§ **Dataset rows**
__________

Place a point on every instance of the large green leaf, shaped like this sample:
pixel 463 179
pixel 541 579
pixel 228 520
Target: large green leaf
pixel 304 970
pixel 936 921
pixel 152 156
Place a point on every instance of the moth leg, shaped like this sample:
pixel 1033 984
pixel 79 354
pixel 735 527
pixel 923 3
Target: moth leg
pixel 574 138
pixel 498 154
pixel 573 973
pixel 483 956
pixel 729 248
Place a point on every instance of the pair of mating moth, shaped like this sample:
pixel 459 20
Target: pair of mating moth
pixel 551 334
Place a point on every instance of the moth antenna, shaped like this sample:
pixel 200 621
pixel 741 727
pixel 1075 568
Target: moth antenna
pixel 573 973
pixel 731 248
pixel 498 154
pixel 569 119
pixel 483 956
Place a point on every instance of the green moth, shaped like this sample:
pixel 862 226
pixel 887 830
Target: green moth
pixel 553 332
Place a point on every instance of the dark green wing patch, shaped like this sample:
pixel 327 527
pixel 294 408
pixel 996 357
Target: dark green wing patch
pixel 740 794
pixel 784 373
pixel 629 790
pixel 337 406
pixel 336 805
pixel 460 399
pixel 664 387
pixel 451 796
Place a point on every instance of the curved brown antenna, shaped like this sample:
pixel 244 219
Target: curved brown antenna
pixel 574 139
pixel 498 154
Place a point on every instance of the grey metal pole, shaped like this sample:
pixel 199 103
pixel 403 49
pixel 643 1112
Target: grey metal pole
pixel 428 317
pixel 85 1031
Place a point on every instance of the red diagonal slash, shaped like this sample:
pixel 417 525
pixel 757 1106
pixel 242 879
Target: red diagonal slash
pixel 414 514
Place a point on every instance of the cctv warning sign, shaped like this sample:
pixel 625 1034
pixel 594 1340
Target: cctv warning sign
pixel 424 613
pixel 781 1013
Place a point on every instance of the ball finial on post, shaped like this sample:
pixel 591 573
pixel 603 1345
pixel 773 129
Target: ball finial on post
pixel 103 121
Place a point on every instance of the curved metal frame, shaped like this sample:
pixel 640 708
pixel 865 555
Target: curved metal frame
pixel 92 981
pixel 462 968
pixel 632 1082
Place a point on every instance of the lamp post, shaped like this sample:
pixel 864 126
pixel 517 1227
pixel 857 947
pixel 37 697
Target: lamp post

__________

Could you copy out, character for character, every line of the data from the one containing "Place a point on every instance of the cctv" down to the one containing "pixel 103 121", with both of those lines included?

§ **Expected output**
Place a point on every instance of the cctv warning sign, shaped like this sample:
pixel 625 1034
pixel 594 1340
Target: cctv warning sign
pixel 424 613
pixel 781 1013
Place a point on every instance of the ball finial on post, shaped like this sample:
pixel 591 573
pixel 603 1345
pixel 773 129
Target: ball finial on post
pixel 103 121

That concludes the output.